(Pointing dataset records)
==================================================
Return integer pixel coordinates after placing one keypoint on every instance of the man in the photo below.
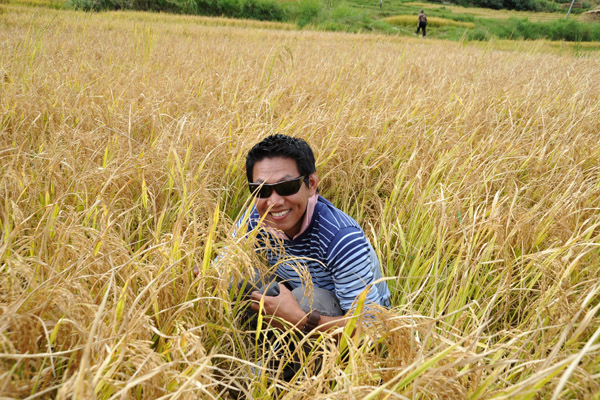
(319, 240)
(422, 22)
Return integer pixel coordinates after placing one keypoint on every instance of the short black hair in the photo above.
(282, 146)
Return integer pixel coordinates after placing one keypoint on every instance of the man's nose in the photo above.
(275, 199)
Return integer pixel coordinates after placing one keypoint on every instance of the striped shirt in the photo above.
(333, 250)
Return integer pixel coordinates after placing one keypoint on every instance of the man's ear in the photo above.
(313, 183)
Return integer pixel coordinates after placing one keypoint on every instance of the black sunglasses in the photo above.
(283, 188)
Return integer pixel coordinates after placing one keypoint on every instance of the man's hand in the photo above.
(283, 306)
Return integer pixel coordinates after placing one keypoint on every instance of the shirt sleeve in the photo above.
(351, 267)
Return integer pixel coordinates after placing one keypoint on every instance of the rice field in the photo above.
(474, 171)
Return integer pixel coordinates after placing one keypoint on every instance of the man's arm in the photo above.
(285, 306)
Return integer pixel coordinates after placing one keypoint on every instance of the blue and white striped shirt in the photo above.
(334, 251)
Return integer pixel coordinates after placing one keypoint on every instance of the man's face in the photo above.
(283, 212)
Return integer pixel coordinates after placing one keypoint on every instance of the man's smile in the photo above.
(280, 214)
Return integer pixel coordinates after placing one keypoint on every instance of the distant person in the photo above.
(422, 22)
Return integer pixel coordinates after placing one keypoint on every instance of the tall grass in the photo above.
(474, 172)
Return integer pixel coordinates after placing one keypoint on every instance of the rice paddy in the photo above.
(474, 171)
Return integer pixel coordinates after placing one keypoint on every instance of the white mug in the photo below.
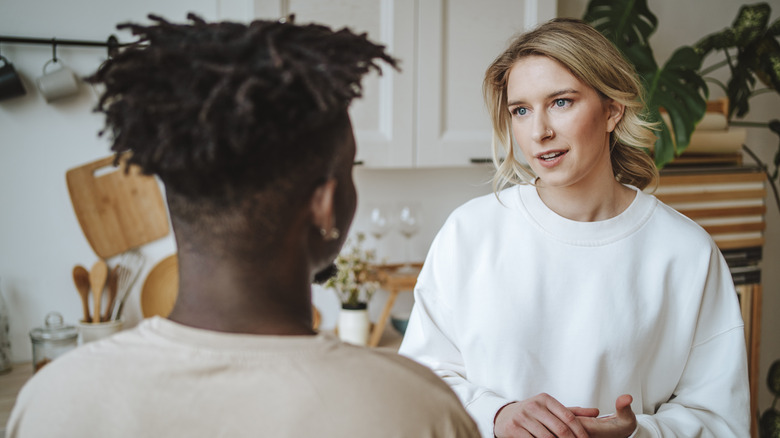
(58, 83)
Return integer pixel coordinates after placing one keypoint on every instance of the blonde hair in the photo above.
(594, 60)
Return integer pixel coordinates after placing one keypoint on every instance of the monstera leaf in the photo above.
(758, 54)
(677, 88)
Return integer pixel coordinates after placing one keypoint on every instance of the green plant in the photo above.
(752, 53)
(356, 279)
(676, 87)
(769, 423)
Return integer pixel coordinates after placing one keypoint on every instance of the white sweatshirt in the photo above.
(515, 300)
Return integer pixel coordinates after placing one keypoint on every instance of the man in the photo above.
(247, 127)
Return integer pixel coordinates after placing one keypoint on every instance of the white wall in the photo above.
(40, 239)
(682, 22)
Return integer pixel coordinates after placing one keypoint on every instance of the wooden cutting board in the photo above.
(117, 211)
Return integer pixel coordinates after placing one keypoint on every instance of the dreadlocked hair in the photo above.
(215, 109)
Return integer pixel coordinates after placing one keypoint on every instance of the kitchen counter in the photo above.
(10, 385)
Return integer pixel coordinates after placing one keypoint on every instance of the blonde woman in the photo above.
(571, 303)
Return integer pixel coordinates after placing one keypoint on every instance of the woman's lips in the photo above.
(551, 158)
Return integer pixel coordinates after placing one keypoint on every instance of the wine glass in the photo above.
(408, 225)
(378, 223)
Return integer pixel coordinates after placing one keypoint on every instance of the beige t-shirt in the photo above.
(165, 379)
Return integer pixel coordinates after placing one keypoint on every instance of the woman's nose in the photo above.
(542, 130)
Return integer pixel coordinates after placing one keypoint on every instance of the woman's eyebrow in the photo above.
(549, 96)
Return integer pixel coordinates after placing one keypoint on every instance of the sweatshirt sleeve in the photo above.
(429, 339)
(712, 398)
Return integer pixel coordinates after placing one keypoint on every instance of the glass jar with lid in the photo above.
(52, 340)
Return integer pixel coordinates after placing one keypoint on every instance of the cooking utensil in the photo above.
(97, 279)
(81, 279)
(113, 279)
(130, 265)
(117, 210)
(158, 294)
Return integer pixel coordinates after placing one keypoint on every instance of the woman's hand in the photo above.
(619, 425)
(541, 416)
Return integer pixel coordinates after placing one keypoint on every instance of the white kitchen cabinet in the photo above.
(431, 114)
(457, 41)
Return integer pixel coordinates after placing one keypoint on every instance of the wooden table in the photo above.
(393, 279)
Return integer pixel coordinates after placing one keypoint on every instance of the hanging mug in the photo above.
(58, 83)
(10, 82)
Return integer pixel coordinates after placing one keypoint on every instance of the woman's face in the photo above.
(561, 124)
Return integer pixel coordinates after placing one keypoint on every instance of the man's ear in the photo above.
(615, 112)
(322, 205)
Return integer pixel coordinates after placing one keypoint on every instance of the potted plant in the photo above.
(679, 87)
(355, 283)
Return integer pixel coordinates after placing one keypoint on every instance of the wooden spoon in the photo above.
(97, 278)
(113, 281)
(81, 279)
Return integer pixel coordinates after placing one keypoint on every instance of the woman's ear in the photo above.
(615, 112)
(322, 205)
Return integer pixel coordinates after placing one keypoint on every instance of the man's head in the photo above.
(236, 118)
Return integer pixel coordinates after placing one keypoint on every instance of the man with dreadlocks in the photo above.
(247, 127)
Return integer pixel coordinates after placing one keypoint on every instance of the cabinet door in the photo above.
(458, 39)
(383, 117)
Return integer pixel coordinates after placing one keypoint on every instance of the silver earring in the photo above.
(333, 234)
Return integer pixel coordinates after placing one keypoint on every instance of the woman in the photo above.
(571, 287)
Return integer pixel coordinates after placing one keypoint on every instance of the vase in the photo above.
(354, 325)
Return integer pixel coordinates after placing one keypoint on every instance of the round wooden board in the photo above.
(160, 288)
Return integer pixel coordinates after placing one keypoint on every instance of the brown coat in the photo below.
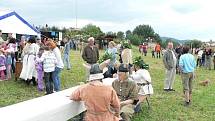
(99, 100)
(90, 55)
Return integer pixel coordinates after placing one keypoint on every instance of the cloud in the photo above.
(183, 19)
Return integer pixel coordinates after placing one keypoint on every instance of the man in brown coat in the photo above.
(90, 54)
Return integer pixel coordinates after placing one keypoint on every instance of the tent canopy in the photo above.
(11, 22)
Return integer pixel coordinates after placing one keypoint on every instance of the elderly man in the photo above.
(90, 54)
(101, 101)
(170, 61)
(126, 91)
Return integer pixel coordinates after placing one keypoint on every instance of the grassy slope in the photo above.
(164, 106)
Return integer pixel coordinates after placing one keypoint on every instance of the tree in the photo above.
(127, 33)
(120, 35)
(144, 31)
(92, 30)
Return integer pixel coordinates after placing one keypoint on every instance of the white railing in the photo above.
(53, 107)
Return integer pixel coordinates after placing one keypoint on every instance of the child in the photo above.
(143, 79)
(39, 68)
(214, 61)
(49, 61)
(2, 64)
(153, 53)
(8, 65)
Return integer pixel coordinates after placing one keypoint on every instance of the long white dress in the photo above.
(28, 69)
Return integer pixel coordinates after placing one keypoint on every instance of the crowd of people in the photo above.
(131, 86)
(42, 63)
(132, 83)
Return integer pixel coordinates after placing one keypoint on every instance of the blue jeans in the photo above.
(56, 79)
(67, 61)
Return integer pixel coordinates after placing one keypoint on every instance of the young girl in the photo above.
(49, 61)
(2, 64)
(39, 68)
(143, 79)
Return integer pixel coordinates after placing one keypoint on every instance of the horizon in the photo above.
(183, 20)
==================================================
SET TASK: Begin at the line containing "people in the photo above." and reproduce each line through the end of the records above.

EXERCISE RESULT:
Return integer pixel coordinates after placing one keypoint on every instance of the crowd of people in the photo above.
(131, 86)
(42, 63)
(132, 83)
Return integer pixel coordinates after placing one keypoint on every instance of the blue jeans in the photo above.
(56, 79)
(67, 61)
Return integer pixel coordinates after placing one keypoint on every instance of the young girl in the photo above.
(49, 61)
(2, 64)
(39, 68)
(143, 79)
Return integer pixel coordinates after placing one keypoint on every instance of the horizon in the photo above.
(183, 20)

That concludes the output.